## begin Task inputs

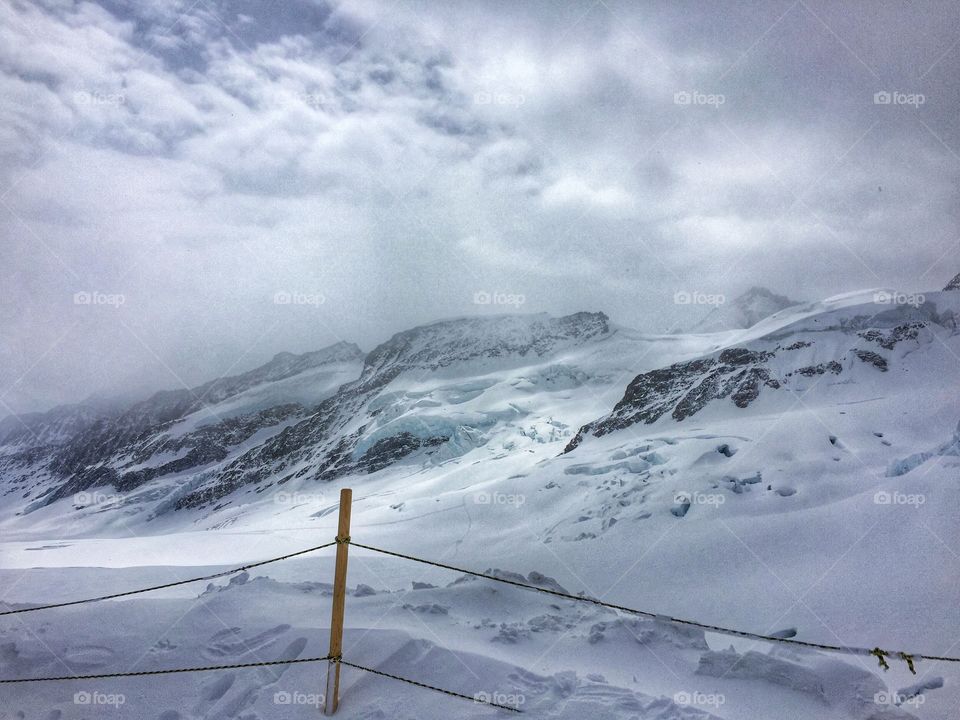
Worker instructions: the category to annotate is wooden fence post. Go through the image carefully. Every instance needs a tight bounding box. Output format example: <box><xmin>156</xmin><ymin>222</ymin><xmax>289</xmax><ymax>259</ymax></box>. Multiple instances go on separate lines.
<box><xmin>324</xmin><ymin>488</ymin><xmax>353</xmax><ymax>715</ymax></box>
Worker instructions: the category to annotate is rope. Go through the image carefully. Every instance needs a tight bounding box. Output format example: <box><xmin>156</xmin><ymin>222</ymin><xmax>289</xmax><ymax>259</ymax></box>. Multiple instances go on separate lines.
<box><xmin>0</xmin><ymin>655</ymin><xmax>332</xmax><ymax>683</ymax></box>
<box><xmin>340</xmin><ymin>660</ymin><xmax>523</xmax><ymax>714</ymax></box>
<box><xmin>0</xmin><ymin>540</ymin><xmax>337</xmax><ymax>616</ymax></box>
<box><xmin>352</xmin><ymin>542</ymin><xmax>960</xmax><ymax>674</ymax></box>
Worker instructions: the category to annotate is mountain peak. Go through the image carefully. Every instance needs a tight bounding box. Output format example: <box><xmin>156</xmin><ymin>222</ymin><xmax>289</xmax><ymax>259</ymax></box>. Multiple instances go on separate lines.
<box><xmin>691</xmin><ymin>285</ymin><xmax>799</xmax><ymax>333</ymax></box>
<box><xmin>364</xmin><ymin>312</ymin><xmax>610</xmax><ymax>386</ymax></box>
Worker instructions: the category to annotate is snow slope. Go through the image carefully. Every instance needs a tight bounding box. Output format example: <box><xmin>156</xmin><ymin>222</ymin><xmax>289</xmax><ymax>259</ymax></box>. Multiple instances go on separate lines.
<box><xmin>0</xmin><ymin>291</ymin><xmax>960</xmax><ymax>720</ymax></box>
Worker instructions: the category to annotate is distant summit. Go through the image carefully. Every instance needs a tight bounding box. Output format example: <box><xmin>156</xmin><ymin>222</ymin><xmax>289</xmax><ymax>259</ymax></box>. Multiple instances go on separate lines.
<box><xmin>690</xmin><ymin>287</ymin><xmax>800</xmax><ymax>333</ymax></box>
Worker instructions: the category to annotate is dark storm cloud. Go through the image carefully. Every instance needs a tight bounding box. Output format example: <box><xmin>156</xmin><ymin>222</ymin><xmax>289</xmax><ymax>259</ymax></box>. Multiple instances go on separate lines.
<box><xmin>0</xmin><ymin>0</ymin><xmax>960</xmax><ymax>414</ymax></box>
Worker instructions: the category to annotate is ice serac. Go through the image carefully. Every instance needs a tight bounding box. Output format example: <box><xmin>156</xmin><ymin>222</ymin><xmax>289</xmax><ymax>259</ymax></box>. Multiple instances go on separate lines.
<box><xmin>691</xmin><ymin>287</ymin><xmax>799</xmax><ymax>333</ymax></box>
<box><xmin>565</xmin><ymin>293</ymin><xmax>956</xmax><ymax>452</ymax></box>
<box><xmin>177</xmin><ymin>312</ymin><xmax>611</xmax><ymax>508</ymax></box>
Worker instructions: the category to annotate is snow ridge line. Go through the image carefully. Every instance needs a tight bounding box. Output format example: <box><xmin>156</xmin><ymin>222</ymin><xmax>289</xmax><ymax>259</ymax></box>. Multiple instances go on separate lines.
<box><xmin>350</xmin><ymin>542</ymin><xmax>960</xmax><ymax>675</ymax></box>
<box><xmin>0</xmin><ymin>540</ymin><xmax>338</xmax><ymax>616</ymax></box>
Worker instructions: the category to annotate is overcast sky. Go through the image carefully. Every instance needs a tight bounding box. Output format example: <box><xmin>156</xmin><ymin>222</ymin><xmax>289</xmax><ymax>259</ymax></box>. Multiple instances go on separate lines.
<box><xmin>0</xmin><ymin>0</ymin><xmax>960</xmax><ymax>415</ymax></box>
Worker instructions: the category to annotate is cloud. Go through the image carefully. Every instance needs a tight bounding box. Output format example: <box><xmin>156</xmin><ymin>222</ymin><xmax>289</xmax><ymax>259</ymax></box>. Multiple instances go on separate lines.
<box><xmin>0</xmin><ymin>0</ymin><xmax>960</xmax><ymax>410</ymax></box>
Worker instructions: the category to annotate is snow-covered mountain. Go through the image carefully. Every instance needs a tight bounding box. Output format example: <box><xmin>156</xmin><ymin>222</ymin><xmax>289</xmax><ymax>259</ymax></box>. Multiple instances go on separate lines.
<box><xmin>0</xmin><ymin>290</ymin><xmax>960</xmax><ymax>720</ymax></box>
<box><xmin>0</xmin><ymin>342</ymin><xmax>363</xmax><ymax>509</ymax></box>
<box><xmin>690</xmin><ymin>287</ymin><xmax>799</xmax><ymax>333</ymax></box>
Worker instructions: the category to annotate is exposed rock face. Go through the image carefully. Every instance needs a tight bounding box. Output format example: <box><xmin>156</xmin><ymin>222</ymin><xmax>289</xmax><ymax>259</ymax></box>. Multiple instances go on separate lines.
<box><xmin>564</xmin><ymin>308</ymin><xmax>936</xmax><ymax>452</ymax></box>
<box><xmin>564</xmin><ymin>348</ymin><xmax>780</xmax><ymax>452</ymax></box>
<box><xmin>178</xmin><ymin>312</ymin><xmax>610</xmax><ymax>507</ymax></box>
<box><xmin>0</xmin><ymin>312</ymin><xmax>610</xmax><ymax>509</ymax></box>
<box><xmin>0</xmin><ymin>342</ymin><xmax>363</xmax><ymax>504</ymax></box>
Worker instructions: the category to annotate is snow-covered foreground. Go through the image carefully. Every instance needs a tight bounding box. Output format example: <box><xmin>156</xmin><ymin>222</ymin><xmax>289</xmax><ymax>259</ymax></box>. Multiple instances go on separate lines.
<box><xmin>0</xmin><ymin>295</ymin><xmax>960</xmax><ymax>720</ymax></box>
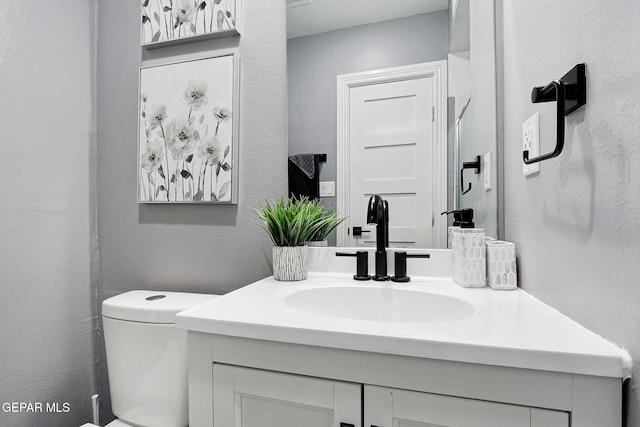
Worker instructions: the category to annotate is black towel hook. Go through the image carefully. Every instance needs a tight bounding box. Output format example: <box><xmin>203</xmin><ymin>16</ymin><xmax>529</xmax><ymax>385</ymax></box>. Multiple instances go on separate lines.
<box><xmin>460</xmin><ymin>156</ymin><xmax>480</xmax><ymax>195</ymax></box>
<box><xmin>522</xmin><ymin>64</ymin><xmax>587</xmax><ymax>165</ymax></box>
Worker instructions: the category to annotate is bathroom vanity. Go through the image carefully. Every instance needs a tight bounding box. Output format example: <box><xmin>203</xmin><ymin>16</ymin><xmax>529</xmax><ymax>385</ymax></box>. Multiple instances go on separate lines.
<box><xmin>176</xmin><ymin>248</ymin><xmax>631</xmax><ymax>427</ymax></box>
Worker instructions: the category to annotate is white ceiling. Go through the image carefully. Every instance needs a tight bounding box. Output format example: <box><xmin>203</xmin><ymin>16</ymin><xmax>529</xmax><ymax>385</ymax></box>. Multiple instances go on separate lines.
<box><xmin>287</xmin><ymin>0</ymin><xmax>449</xmax><ymax>39</ymax></box>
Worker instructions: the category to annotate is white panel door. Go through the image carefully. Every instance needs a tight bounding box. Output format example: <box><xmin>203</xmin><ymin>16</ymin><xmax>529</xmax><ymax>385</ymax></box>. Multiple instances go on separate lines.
<box><xmin>213</xmin><ymin>364</ymin><xmax>362</xmax><ymax>427</ymax></box>
<box><xmin>364</xmin><ymin>386</ymin><xmax>536</xmax><ymax>427</ymax></box>
<box><xmin>349</xmin><ymin>77</ymin><xmax>434</xmax><ymax>247</ymax></box>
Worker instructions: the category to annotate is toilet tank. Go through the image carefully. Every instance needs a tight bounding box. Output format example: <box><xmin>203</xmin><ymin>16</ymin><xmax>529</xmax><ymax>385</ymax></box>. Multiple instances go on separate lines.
<box><xmin>102</xmin><ymin>291</ymin><xmax>217</xmax><ymax>427</ymax></box>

## end Task inputs

▸ Description of the task: Count the lines in the rows above that contain the word "white", treating uppercase and lowercase as different, and give only the number.

▸ Written response: 2